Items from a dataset
+---+
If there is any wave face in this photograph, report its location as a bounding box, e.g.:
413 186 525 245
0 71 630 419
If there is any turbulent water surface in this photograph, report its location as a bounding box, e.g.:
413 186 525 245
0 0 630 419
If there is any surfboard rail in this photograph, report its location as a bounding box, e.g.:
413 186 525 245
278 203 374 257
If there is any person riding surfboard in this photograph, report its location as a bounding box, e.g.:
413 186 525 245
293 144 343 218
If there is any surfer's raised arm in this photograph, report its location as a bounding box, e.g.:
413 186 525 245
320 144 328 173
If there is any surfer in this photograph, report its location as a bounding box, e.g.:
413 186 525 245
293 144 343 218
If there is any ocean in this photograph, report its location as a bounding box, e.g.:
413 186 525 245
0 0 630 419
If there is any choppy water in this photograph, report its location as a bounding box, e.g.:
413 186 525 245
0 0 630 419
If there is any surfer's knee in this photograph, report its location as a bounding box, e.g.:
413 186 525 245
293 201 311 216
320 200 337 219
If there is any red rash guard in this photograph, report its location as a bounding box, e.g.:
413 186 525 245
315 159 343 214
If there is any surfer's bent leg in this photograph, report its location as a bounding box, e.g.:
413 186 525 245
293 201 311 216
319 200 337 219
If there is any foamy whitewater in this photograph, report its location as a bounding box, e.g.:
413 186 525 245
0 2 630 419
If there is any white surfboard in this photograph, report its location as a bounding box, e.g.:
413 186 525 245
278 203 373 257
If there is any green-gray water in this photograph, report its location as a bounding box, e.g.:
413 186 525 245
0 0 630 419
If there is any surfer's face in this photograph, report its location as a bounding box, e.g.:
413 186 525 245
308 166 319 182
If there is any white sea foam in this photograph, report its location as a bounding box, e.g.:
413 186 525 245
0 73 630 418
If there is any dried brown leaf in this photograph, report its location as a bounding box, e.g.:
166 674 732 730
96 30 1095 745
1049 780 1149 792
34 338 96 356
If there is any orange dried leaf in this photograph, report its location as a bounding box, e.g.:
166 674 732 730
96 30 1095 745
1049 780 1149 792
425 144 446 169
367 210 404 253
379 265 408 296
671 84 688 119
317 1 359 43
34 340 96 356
+---+
▶ **The task**: Pull out each line of the rows above that contains the string "surfboard". Case counts, so uppercase and lowercase letters are not interchangeable.

▶ **Completed task**:
If there is any surfboard rail in this photograph, report its location as a bounding box, e.g.:
If there is any person riding surfboard in this photograph, report its location as a bounding box, e.g.:
If there is any white surfboard in this photograph, report its location as a bounding box, e.g.:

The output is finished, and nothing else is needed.